As most folks prepare to celebrate the Christmas season and welcome a new century and millennium,  food --- literally history's "staff of life,"  --- will undoubtedly have a prominent and much revered place in all the festivities surrounding these holidays . Each time we break bread and slake our thirst, however, there will be in our presence uninvited guests, guests whose lack of visibility is and has been in direct proportion to their continuing role in providing us with the seemingly infinite cornucopia of food we have come to so take for granted.

These uninvited and invisible "guests" are the men, women, children and families who plant, grow, nurture and harvest our food --- family farmers, still the most economic, socially and environmentally efficient producers of food on the planet, and farmworkers, the slaves that we rent.

=-=-=

§ **DIRECTIONS**:
1. In the passage on holiday food, who are the uninvited and invisible "guests"?
2. In the passage on holiday food, can you condense the paragraph beginning "As most folks prepare" into two shorter sentences that keep its main facts?
3. In the passage on holiday food, write out the text word for word, beginning at "As most folks" and stopping after "take for granted.".

§ **EXTRACTED MATERIAL**:
=-=-=

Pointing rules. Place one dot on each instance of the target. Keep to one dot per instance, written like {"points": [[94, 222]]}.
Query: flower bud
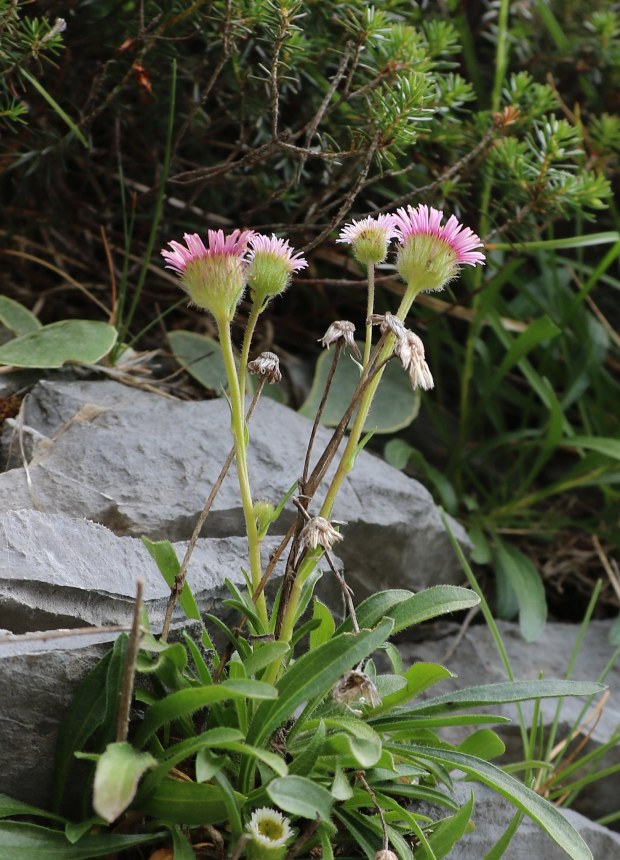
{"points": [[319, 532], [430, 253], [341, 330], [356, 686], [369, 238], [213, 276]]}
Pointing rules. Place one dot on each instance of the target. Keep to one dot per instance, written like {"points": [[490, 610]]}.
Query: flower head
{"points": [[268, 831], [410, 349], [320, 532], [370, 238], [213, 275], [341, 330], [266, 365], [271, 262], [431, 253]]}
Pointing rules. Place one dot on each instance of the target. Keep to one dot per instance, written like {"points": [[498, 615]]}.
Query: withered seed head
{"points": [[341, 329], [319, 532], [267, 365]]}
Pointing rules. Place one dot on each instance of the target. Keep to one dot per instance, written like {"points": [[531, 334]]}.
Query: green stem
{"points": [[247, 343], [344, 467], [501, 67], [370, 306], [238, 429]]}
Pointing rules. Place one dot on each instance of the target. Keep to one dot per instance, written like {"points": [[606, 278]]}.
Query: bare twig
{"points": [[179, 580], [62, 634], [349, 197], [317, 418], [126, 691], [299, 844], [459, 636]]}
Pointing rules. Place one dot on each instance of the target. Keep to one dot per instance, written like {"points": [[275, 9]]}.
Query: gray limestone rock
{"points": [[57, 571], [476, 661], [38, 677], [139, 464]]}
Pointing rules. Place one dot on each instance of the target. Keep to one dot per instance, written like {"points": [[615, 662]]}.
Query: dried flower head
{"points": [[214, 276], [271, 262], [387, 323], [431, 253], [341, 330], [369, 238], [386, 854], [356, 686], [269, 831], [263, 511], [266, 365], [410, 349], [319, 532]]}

=-=-=

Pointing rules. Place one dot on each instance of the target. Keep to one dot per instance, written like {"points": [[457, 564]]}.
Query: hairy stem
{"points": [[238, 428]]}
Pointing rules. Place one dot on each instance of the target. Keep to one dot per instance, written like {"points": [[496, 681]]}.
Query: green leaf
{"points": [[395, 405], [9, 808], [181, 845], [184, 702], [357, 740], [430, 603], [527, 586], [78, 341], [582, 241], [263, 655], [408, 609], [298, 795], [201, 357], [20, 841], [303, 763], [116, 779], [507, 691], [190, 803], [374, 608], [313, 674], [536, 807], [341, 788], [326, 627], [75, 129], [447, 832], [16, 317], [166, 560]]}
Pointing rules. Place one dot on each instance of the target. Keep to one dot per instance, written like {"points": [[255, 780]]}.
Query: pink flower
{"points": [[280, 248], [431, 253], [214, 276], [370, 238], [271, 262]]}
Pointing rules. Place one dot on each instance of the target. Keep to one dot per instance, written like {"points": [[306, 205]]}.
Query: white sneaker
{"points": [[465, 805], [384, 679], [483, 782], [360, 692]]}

=-=-=

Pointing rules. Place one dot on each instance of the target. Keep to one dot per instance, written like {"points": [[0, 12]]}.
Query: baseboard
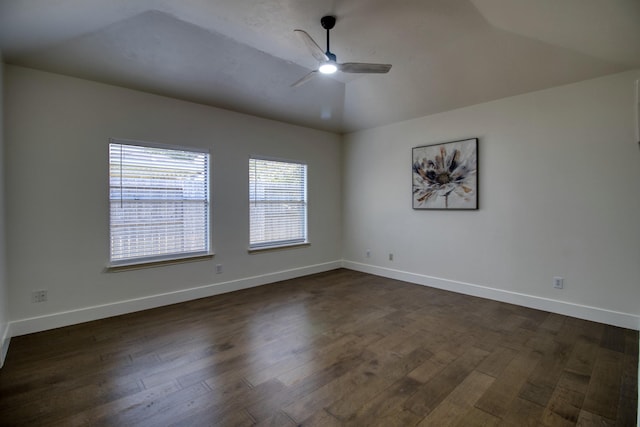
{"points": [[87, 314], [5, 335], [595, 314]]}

=-=-=

§ **SOLUTIONS BY TASK**:
1. They are the men, women, children and families who plant, grow, nurture and harvest our food: family farmers and farmworkers.

2. As people get ready to celebrate Christmas and welcome a new century and millennium, food will hold a prominent, revered place in the festivities. Yet whenever we eat and drink, uninvited guests are present, as unseen as they are vital to supplying the abundant food we take for granted.

3.
As most folks prepare to celebrate the Christmas season and welcome a new century and millennium,  food --- literally history's "staff of life,"  --- will undoubtedly have a prominent and much revered place in all the festivities surrounding these holidays . Each time we break bread and slake our thirst, however, there will be in our presence uninvited guests, guests whose lack of visibility is and has been in direct proportion to their continuing role in providing us with the seemingly infinite cornucopia of food we have come to so take for granted.